**REQUIRED WORK:**
• 1. Answer these from the article about the FEC's soft-money rulings:
(a) Which two House members filed the lawsuit over the earlier ruling?
(b) How did that earlier regulation define the phrase "to solicit"?
(c) What was the suit held up waiting for?
• 2. Carry on the article about the FEC's soft-money rulings, picking up after its final sentence.

**PROVIDED PASSAGE:**

- - -

The Federal Election Commission is at it again, poking loopholes in the new Bipartisan Campaign Reform Act to permit federal officeholders and candidates to raise soft money, this time for so-called 527 political committees.

The FEC ruled last week that the president, vice president, Members of Congress and candidates can headline soft-money fundraising events for 527s, speak at the fundraisers and even ask for money — just as long as some notice is given that they are not soliciting money beyond the hard-money limits imposed by BCRA.

The FEC’s new regulation tracks with a previous one, handed down last year, narrowly defining the phrase “to solicit” as “to ask” directly and in public. That ruling is the subject of a lawsuit filed by BCRA’s House sponsors, Reps. Christopher Shays (R-Conn.) and Marty Meehan (D-Mass.), who charged that it would permit politicians to raise soft money — which they are prohibited from doing in BCRA — by a “wink and a nod.”

The previous ruling held that a federal candidate “will not be held liable for soliciting funds … merely by virtue of attending or participating in any manner in connection with a fundraising event at which non-federal funds are raised.” And, the commission said that it wouldn’t inquire into a politician’s “intent” when he or she makes a private fundraising call.

The Shays-Meehan suit was held up pending the Supreme Court’s ruling on BCRA’s constitutionality. Now it’s been scheduled for hearing, but there’s a dispute among lawyers over whether the high court’s language upholding BCRA also validated its narrow interpretation of “solicit.” Conservative FEC Commissioner Bradley Smith contends that the high court’s opinion “kicks a lot of the props out of the Shays-Meehan suit” and cites language that certainly seems to sustain that view. However, pro-reform lawyers have a different opinion and argue that Smith & Co. have written regulations that “subverted the law.”

- - -

**SUPPLIED DATA:**
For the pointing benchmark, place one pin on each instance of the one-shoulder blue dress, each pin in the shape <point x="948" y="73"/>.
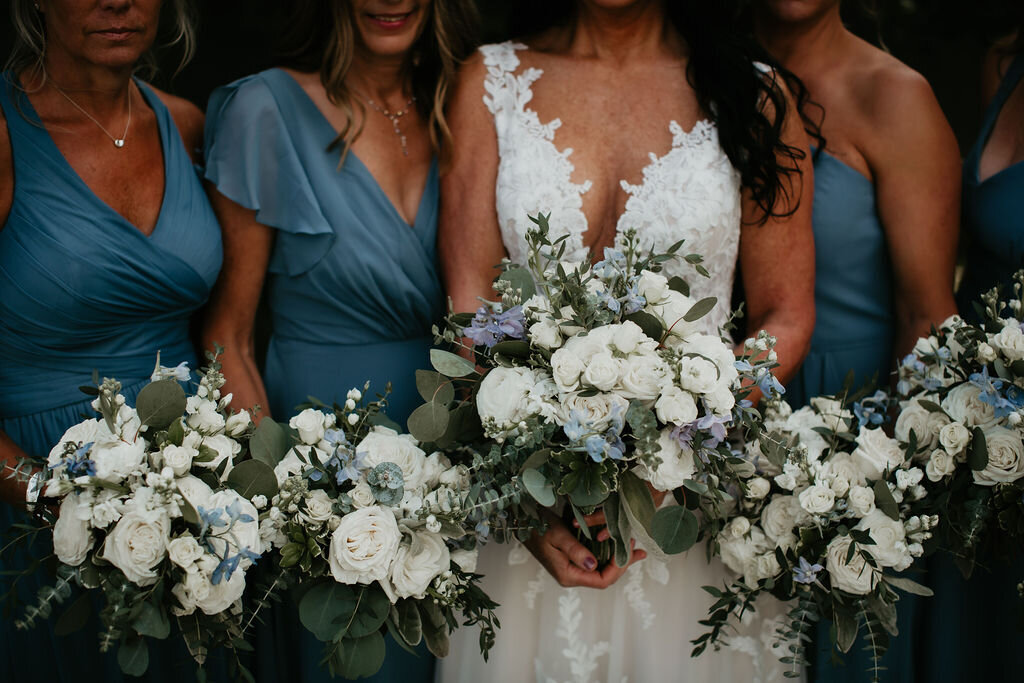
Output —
<point x="352" y="289"/>
<point x="83" y="290"/>
<point x="853" y="331"/>
<point x="975" y="627"/>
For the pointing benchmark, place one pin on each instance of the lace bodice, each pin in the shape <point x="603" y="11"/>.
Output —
<point x="691" y="193"/>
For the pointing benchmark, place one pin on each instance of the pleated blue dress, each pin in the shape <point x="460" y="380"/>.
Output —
<point x="83" y="290"/>
<point x="352" y="289"/>
<point x="975" y="627"/>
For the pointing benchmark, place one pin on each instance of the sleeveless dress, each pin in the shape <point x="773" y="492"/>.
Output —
<point x="352" y="289"/>
<point x="975" y="627"/>
<point x="640" y="628"/>
<point x="82" y="289"/>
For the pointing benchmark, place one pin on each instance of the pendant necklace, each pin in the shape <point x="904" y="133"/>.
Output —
<point x="119" y="142"/>
<point x="394" y="118"/>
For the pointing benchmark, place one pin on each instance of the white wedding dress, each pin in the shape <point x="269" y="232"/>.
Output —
<point x="639" y="629"/>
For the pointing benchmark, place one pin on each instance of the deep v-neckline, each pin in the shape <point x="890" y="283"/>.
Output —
<point x="360" y="165"/>
<point x="164" y="151"/>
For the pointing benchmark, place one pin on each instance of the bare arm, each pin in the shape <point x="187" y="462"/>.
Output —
<point x="916" y="167"/>
<point x="777" y="260"/>
<point x="232" y="304"/>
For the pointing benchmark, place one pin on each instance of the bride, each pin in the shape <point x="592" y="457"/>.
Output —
<point x="652" y="115"/>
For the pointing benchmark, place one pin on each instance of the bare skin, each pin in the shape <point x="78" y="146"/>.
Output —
<point x="377" y="73"/>
<point x="617" y="78"/>
<point x="882" y="120"/>
<point x="95" y="72"/>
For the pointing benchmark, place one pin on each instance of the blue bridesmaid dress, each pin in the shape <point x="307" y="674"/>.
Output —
<point x="854" y="330"/>
<point x="975" y="627"/>
<point x="352" y="289"/>
<point x="83" y="290"/>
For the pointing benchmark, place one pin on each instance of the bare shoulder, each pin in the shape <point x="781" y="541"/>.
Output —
<point x="187" y="118"/>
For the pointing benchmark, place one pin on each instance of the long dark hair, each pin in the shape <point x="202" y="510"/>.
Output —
<point x="748" y="105"/>
<point x="320" y="36"/>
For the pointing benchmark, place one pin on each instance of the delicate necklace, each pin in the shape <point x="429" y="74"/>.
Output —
<point x="118" y="141"/>
<point x="394" y="117"/>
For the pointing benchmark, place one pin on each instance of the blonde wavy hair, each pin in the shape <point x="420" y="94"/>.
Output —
<point x="321" y="36"/>
<point x="29" y="50"/>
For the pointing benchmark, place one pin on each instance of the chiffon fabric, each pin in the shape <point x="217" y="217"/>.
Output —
<point x="352" y="289"/>
<point x="83" y="290"/>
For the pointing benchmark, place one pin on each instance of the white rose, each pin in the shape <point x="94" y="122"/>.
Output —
<point x="309" y="424"/>
<point x="676" y="407"/>
<point x="1010" y="340"/>
<point x="546" y="334"/>
<point x="758" y="487"/>
<point x="857" y="578"/>
<point x="466" y="559"/>
<point x="72" y="538"/>
<point x="817" y="499"/>
<point x="675" y="468"/>
<point x="184" y="551"/>
<point x="387" y="445"/>
<point x="1006" y="458"/>
<point x="137" y="544"/>
<point x="417" y="563"/>
<point x="178" y="458"/>
<point x="890" y="540"/>
<point x="954" y="437"/>
<point x="238" y="423"/>
<point x="364" y="547"/>
<point x="963" y="404"/>
<point x="940" y="464"/>
<point x="876" y="453"/>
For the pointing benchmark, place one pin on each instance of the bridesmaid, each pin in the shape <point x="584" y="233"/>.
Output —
<point x="324" y="174"/>
<point x="974" y="626"/>
<point x="886" y="208"/>
<point x="108" y="246"/>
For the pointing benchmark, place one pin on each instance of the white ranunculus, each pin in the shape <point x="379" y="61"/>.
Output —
<point x="387" y="445"/>
<point x="466" y="559"/>
<point x="890" y="541"/>
<point x="954" y="437"/>
<point x="876" y="453"/>
<point x="364" y="547"/>
<point x="940" y="464"/>
<point x="1006" y="458"/>
<point x="963" y="403"/>
<point x="72" y="538"/>
<point x="676" y="407"/>
<point x="1010" y="340"/>
<point x="675" y="468"/>
<point x="137" y="544"/>
<point x="508" y="395"/>
<point x="418" y="561"/>
<point x="184" y="551"/>
<point x="178" y="458"/>
<point x="857" y="578"/>
<point x="861" y="500"/>
<point x="817" y="500"/>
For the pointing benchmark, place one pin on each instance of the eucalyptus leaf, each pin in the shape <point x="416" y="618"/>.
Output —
<point x="429" y="422"/>
<point x="269" y="442"/>
<point x="450" y="365"/>
<point x="159" y="403"/>
<point x="253" y="477"/>
<point x="539" y="486"/>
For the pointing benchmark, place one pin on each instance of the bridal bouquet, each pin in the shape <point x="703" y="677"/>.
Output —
<point x="596" y="385"/>
<point x="375" y="530"/>
<point x="157" y="515"/>
<point x="836" y="509"/>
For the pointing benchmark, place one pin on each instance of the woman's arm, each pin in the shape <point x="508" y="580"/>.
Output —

- - -

**EXPECTED RESULTS:**
• 1.
(a) Reps. Christopher Shays (R-Conn.) and Marty Meehan (D-Mass.)
(b) As "to ask" directly and in public
(c) The Supreme Court's ruling on BCRA's constitutionality

• 2.
The new FEC regulation, responding to an inquiry brought by the Republican Governors Association, is consistent with the earlier ruling. If a federal politician “makes a speech without asking for donations to the RGA,” it says, “he does not need to issue a disclaimer stating that he is not raising (soft money) … even though speeches by others solicit such funds.” If he or she asks for money but doesn’t mention an amount, written notice has to be displayed at the event indicating that the politician is only asking for hard money.

You can see where this is leading. Invitations will go out to soft-money events featuring the name of a major politician. He or she will speak. Others will ask for the soft money. And it won’t be difficult for the politician to find out who gave it — especially now that, in a meritorious ruling, a federal appeals court has held that 527s have to fully disclose their contributions and expenditures. Welcome to the new soft-money world.